→ **Task directions**: Each entry must appear in the answer exactly as it does here.

(Beginning of Data records)

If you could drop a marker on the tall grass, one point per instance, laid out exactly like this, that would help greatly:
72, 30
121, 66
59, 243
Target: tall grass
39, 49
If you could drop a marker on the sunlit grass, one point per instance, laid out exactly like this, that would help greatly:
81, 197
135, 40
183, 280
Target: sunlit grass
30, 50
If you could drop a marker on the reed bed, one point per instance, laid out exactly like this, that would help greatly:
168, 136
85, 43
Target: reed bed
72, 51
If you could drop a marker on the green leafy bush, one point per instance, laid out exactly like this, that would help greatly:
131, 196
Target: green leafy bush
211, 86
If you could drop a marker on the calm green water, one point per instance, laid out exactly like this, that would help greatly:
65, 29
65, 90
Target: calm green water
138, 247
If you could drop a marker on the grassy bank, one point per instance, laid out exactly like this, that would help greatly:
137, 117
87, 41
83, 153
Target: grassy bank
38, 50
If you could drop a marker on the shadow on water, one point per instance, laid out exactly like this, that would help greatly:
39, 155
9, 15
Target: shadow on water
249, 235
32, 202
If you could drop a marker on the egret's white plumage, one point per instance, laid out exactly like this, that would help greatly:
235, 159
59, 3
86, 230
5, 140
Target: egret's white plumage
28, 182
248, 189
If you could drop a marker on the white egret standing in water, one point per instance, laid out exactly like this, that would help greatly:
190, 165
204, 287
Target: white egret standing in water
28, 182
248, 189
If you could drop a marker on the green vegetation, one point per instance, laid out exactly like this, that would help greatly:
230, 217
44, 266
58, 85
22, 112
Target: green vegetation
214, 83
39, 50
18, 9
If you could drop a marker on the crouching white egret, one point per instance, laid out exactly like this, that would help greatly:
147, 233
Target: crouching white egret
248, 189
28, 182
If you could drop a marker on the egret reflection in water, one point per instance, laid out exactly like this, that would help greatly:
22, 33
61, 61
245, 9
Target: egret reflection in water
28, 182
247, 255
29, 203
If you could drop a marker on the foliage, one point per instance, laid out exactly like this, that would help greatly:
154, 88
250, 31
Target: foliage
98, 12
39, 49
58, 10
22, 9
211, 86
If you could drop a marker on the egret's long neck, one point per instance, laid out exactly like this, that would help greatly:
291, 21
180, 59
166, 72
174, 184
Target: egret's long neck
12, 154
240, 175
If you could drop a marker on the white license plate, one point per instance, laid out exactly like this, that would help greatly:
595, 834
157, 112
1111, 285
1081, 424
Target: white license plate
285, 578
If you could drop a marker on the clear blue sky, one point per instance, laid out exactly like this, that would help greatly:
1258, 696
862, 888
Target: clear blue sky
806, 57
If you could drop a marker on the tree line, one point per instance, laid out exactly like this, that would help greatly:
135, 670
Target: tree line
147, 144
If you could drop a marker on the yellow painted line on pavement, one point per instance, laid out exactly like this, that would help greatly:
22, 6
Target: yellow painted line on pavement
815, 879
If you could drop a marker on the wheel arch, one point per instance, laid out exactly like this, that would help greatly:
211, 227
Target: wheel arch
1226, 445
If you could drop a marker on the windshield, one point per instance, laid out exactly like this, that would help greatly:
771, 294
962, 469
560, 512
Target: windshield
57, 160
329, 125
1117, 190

(End of Data records)

→ **Result of the exercise**:
If you could drop a marker on the tall grass, one point per instance, laid out exactly like this, that would help greatly:
72, 30
121, 66
59, 243
Target: tall grass
39, 49
If you could drop a marker on the sunlit grass, one point per instance, laid out exactly like this, that would help greatly:
81, 197
135, 40
183, 280
Target: sunlit grass
30, 50
If you could drop a marker on the reed bed, one point per instance, laid out exactly like this, that would help greatly:
168, 136
85, 43
Target: reed bed
72, 51
If you could drop a marker on the green leafy bush, one point per instance, laid out exactly like this, that would help greatly:
131, 196
Target: green leafy bush
211, 86
If you could drop a marker on the calm green water, one point per instance, laid out exactly like this, that would help greatly:
65, 29
65, 90
Target: calm green water
138, 247
If you could drop a marker on the grassy bank, one point per instance, laid out exactly like this, that would help greatly:
137, 117
87, 41
83, 153
Target: grassy bank
38, 50
If you could drop a marker on the shadow on water, one point per instance, laid out exactly like this, that would help greatly:
39, 155
9, 15
Target: shadow on water
249, 235
32, 202
If you could drop a marker on the egret's white plumage, one point per instance, laid out exactly like this, that would help greatly:
235, 159
59, 3
86, 230
5, 140
Target: egret's white plumage
28, 182
248, 189
If you could drop a marker on the white egret standing in water, one point per instance, laid out exactly like this, that would help greatly:
190, 165
204, 287
Target: white egret standing in water
28, 182
248, 189
If you could drop a marker on the green vegetation, one point per instance, laid out exactly like this, that would help greatly:
230, 217
44, 266
58, 85
22, 112
Target: green vegetation
214, 83
39, 50
18, 9
If you could drop a marker on the crouching white egret, one point per instance, laid out exactly like this, that would help greatly:
147, 233
Target: crouching white egret
248, 189
28, 182
If you could drop a marker on the egret reflection in water, one point per instance, laid out exactly like this, that would help greatly:
22, 33
61, 61
245, 9
Target: egret reflection in water
28, 182
247, 255
29, 203
If you could drop a marker on the foliage, one point per instance, laid out exactly like this, that would help greatly:
154, 88
250, 31
Target: foliage
98, 12
39, 49
58, 10
22, 9
211, 86
If you could drop a marker on the egret's long neck, one point per instance, laid out exactly like this, that would help greatly:
291, 21
180, 59
166, 72
174, 184
Target: egret's long neck
12, 154
240, 175
If you could drop a marker on the white license plate, one point per instance, laid out exactly like this, that would help greatly:
595, 834
157, 112
1111, 285
1081, 424
Target: white license plate
285, 578
If you could drop a marker on the clear blue sky, one point per instance, laid out exactly like this, that would help greatly:
1258, 696
862, 888
Target: clear blue sky
806, 57
If you could drop a marker on the tree line, one point per instance, laid out exactly like this, that would help greatly:
135, 670
Target: tree line
147, 144
If you could drop a marker on the yellow painted line on pavement, one point per instance, laid out exactly like this, that would help greatly:
22, 6
Target: yellow painted line on pavement
815, 879
If you could drop a marker on the wheel arch, one point per instance, laid out exactly like this, that would help greatly:
211, 227
Target: wheel arch
1226, 445
If you could drop a marker on the windshield, one point per instance, laid out exactly like this, that would help greatly:
771, 294
962, 469
560, 512
Target: windshield
57, 160
329, 125
1117, 190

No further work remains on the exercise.